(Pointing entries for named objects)
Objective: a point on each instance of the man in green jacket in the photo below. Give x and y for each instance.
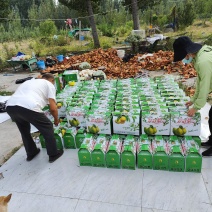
(201, 57)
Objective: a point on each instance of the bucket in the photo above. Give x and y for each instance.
(60, 58)
(41, 64)
(121, 53)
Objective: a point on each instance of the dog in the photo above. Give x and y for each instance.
(4, 202)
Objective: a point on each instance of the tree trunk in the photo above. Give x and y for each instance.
(136, 25)
(93, 25)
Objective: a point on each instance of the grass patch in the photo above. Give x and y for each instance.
(6, 93)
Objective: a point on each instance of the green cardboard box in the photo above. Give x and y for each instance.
(69, 139)
(80, 137)
(84, 153)
(160, 156)
(193, 156)
(128, 156)
(176, 158)
(144, 153)
(100, 149)
(113, 155)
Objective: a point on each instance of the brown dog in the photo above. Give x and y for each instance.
(3, 202)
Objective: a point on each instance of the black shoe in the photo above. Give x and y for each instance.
(207, 152)
(30, 157)
(54, 158)
(207, 143)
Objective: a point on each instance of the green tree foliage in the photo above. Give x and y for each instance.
(86, 7)
(23, 7)
(4, 9)
(47, 28)
(186, 14)
(142, 4)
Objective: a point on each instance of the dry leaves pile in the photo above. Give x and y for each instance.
(116, 68)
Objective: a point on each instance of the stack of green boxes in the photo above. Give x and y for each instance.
(150, 113)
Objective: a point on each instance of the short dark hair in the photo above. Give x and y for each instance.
(47, 76)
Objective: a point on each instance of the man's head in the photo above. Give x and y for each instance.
(49, 77)
(183, 46)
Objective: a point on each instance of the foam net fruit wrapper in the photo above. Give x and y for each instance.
(115, 144)
(103, 143)
(160, 146)
(130, 144)
(176, 147)
(189, 146)
(89, 144)
(144, 145)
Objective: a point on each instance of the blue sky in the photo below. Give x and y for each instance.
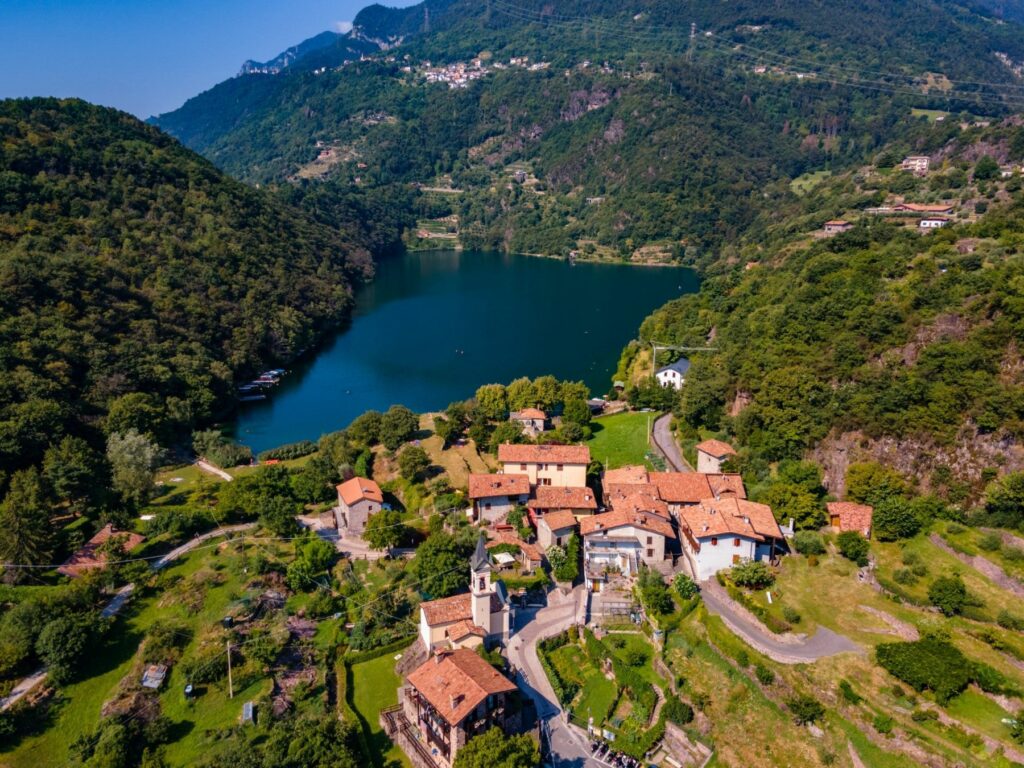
(147, 56)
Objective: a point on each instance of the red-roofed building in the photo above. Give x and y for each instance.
(851, 516)
(495, 496)
(357, 499)
(711, 455)
(450, 698)
(532, 420)
(721, 532)
(91, 555)
(547, 465)
(620, 541)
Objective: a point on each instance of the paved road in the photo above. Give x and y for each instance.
(569, 747)
(116, 604)
(823, 643)
(666, 442)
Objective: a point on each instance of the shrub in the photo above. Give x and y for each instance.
(678, 712)
(853, 547)
(805, 709)
(291, 451)
(685, 587)
(809, 543)
(929, 664)
(883, 724)
(948, 594)
(1010, 622)
(895, 519)
(752, 574)
(990, 542)
(848, 693)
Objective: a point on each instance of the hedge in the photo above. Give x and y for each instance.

■ **Prompt**: Convert every line of the listing above into a Markdown table with the columns Row and Line, numbering the rows in order and omitting blank lines. Leave the pictures out of the table.

■ **Written answer**:
| Row | Line |
|---|---|
| 1 | Objective: a point on each instance of the man in green jacket in the photo below. Give x and y for each instance. |
| 2 | (201, 57) |
| 3 | Objective: a point on each instance of the bucket in the photo above. Give x and y for each instance. |
| 4 | (60, 58) |
| 5 | (41, 64) |
| 6 | (121, 53) |
| 7 | Objective: a point on each instance of the dog in the photo above. Give x and y for each instance. |
| 8 | (4, 202) |
| 9 | Objective: a point on each instance of the tree trunk in the photo above. Give x and y for each instance. |
| 10 | (136, 25) |
| 11 | (93, 25) |
| 12 | Objective: a point on each instance of the grass patch in the photo above. Give x and y for each instance. |
| 13 | (6, 93) |
| 14 | Objective: a point on each instance of the green cardboard box in the photo above. Give x and y for each instance. |
| 15 | (69, 139) |
| 16 | (80, 137) |
| 17 | (84, 153) |
| 18 | (160, 156) |
| 19 | (193, 156) |
| 20 | (128, 156) |
| 21 | (176, 158) |
| 22 | (144, 153) |
| 23 | (100, 149) |
| 24 | (113, 155) |
| 25 | Objective: a point on each instance of the brown dog in the photo above. Give x and y for each instance. |
| 26 | (3, 202) |
| 27 | Objective: a point on each instance of the black shoe in the photo above. Give x and y for each instance. |
| 28 | (207, 152) |
| 29 | (30, 157) |
| 30 | (54, 158) |
| 31 | (207, 143) |
| 32 | Objective: a point on each instance of the green tree foliage in the photo above. Give x and y for each instance. |
| 33 | (86, 7) |
| 34 | (23, 7) |
| 35 | (4, 9) |
| 36 | (47, 28) |
| 37 | (186, 14) |
| 38 | (142, 4) |
| 39 | Objective: a point on each instance of the dry leaves pile in the photo above. Give x and y for each instance. |
| 40 | (116, 68) |
| 41 | Objective: a point on each instance of the stack of green boxes in the photo above. Give x and y for each instance. |
| 42 | (150, 113) |
| 43 | Objective: a point on each instance of the short dark hair in the photo above. Give x and y for each instance. |
| 44 | (47, 76) |
| 45 | Objective: a point on each instance of the man's head in the photo above. Give x and y for each instance. |
| 46 | (49, 77) |
| 47 | (183, 46) |
| 48 | Objective: a point on each instance of the foam net fruit wrapper in the photo above. Give x and y for each instance. |
| 49 | (115, 144) |
| 50 | (103, 143) |
| 51 | (160, 146) |
| 52 | (130, 144) |
| 53 | (176, 147) |
| 54 | (189, 146) |
| 55 | (89, 144) |
| 56 | (144, 145) |
| 57 | Objective: a point on each instance of the blue sky in the photo below. Give x and y for each instance. |
| 58 | (147, 56) |
| 59 | Objective: a point on each instance of the red-roofed building in the photo above. Give x and y for each instance. |
| 60 | (851, 516) |
| 61 | (495, 496) |
| 62 | (357, 499) |
| 63 | (711, 455) |
| 64 | (450, 698) |
| 65 | (532, 420) |
| 66 | (721, 532) |
| 67 | (91, 555) |
| 68 | (547, 465) |
| 69 | (620, 541) |
| 70 | Objective: a point on each instance of the paved road in the photo above. Give x and y for each instance. |
| 71 | (569, 747) |
| 72 | (116, 604) |
| 73 | (823, 643) |
| 74 | (666, 442) |
| 75 | Objective: a point on each instance of the shrub in the photo above. Give x and y for each instance. |
| 76 | (678, 712) |
| 77 | (853, 547) |
| 78 | (805, 709) |
| 79 | (291, 451) |
| 80 | (685, 587) |
| 81 | (809, 543) |
| 82 | (929, 664) |
| 83 | (883, 724) |
| 84 | (948, 594) |
| 85 | (1010, 622) |
| 86 | (895, 519) |
| 87 | (752, 574) |
| 88 | (990, 542) |
| 89 | (848, 693) |
| 90 | Objective: a point on each instance of the hedge in the photo above. Give x and y for each instance. |